**ABOUT THIS EXERCISE:** The entries below must be restated word for word.

Top of INPUT MATERIAL

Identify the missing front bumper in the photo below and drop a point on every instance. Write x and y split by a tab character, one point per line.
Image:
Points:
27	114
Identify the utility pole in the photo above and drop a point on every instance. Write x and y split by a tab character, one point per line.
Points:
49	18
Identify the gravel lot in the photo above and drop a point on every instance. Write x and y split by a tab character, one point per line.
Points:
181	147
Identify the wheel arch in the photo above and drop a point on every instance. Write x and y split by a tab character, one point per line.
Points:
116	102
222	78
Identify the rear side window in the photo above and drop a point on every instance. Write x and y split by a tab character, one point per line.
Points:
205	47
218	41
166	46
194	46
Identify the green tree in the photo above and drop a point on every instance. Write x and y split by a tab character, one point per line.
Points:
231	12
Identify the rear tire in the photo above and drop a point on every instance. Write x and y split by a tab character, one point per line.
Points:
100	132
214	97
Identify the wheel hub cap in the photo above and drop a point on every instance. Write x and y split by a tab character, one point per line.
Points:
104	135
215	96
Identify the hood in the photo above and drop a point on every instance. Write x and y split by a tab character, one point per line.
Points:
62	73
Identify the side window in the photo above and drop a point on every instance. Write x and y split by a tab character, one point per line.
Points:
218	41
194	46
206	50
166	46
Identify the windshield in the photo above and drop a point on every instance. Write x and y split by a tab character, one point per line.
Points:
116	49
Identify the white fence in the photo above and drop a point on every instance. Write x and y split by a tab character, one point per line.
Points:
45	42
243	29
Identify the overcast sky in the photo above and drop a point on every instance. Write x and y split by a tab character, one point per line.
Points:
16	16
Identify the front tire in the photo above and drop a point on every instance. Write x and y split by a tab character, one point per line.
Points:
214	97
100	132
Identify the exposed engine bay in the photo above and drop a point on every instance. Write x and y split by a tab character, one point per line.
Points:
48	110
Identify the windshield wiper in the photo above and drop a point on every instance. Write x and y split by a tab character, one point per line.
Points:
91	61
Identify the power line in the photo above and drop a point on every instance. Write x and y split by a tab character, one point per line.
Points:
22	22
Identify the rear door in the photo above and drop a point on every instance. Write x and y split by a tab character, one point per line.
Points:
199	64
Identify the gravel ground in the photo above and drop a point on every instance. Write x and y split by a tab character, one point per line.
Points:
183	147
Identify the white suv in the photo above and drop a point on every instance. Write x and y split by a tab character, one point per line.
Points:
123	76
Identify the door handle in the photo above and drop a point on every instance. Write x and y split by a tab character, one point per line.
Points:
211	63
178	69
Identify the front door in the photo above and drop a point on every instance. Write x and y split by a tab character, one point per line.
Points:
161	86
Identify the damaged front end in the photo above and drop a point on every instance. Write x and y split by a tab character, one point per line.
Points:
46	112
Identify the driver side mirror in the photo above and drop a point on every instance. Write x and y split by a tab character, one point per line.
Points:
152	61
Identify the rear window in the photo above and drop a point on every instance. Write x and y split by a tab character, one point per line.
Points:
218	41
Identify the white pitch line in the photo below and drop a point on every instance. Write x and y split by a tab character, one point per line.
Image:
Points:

Bottom of INPUT MATERIAL

**RESULT:**
Identify the missing front bumper in the photo below and drop a point on every instance. Write x and y split by a tab character, one point per line.
Image:
Points:
27	114
Identify the utility pole in the photo above and drop a point on every instance. Write x and y split by a tab character, one point per line.
Points:
49	18
Identify the gravel lot in the photo above and drop a point on every instance. Write x and y split by a tab character, one point per line.
Points:
181	147
Identify the wheel arch in the photo above and drop a point on every instance. Write x and y split by a tab character, one point per line.
Points:
116	102
222	78
Identify the rear side window in the photo above and drop a point on every instance. Write x and y split by a tab character, one point per line.
Points:
205	47
218	41
166	46
194	46
Identify the green tree in the photo above and drop a point on every instance. Write x and y split by a tab character, one point per line.
Points:
231	12
Identify the rear tire in the photo above and drop a point on every instance. Write x and y split by a tab character, one point per line.
Points:
100	132
214	97
Identify the wheel hub cap in the photo above and drop a point on every instance. Write x and y split by a tab character, one point per line.
Points:
104	135
215	96
Identify the hood in the photo above and drop a point on every instance. Write x and y split by a tab character, one point per line.
Points:
62	73
Identify the side window in the photo above and drop a point on every instance. Write x and y split by a tab character, one point per line.
Points:
218	41
194	46
206	50
166	46
Identify the windshield in the photo above and drop a point on every instance. Write x and y split by a tab character, one point per line.
Points:
116	49
Identify the white fence in the photo above and drop a point on every instance. Write x and y split by a tab character, one point per line.
Points:
45	42
243	29
Identify the overcast sky in the photo above and drop a point on every instance. Write x and y split by a tab character, one point per line.
Points:
16	16
Identify the front tire in the photo above and drop a point on every instance. Write x and y split by a tab character, one point per line.
Points:
214	97
100	132
Identify the exposed engine bay in the photo above and drop a point on every instance. Write x and y split by a tab character, one point per line.
Points:
48	110
Identify the windshield wiper in the photo above and drop a point on every instance. Write x and y split by a tab character, one point per line.
Points:
91	61
Identify the power line in the photo above and drop a point on every instance. Write x and y split by a tab character, one point per line.
Points:
22	22
Identify the rear door in the photo above and drop a point on every instance. Write x and y split by a tab character, one point per line.
Points:
199	64
Identify the gravel ground in the photo above and drop a point on every instance. Write x and y split by a tab character, one point per line.
Points:
183	147
Identify the white suv in the photo above and drop a point on every instance. Write x and y split by a tab character, one point per line.
Points:
123	76
Identify the door handle in the photo above and drop a point on every instance. Write x and y split by a tab character, one point per line.
Points:
211	63
178	69
Identify the front door in the photo above and drop a point on every instance. Write x and y split by a tab character, one point per line.
Points:
161	86
Identify the damaged front end in the photo above and drop a point on every instance. Write x and y split by a tab character, one point per line.
Points:
46	112
Identify the driver side mirror in the photo above and drop a point on every instance. Write x and y split by a tab character, one point per line.
Points:
152	61
Identify the rear window in the photo above and drop a point on every instance. Write x and y split by a tab character, one point per line.
Points:
218	41
Identify the white pitch line in the photo below and drop a point on every instance. Write x and y split by a tab character, one point per line.
Image:
Points:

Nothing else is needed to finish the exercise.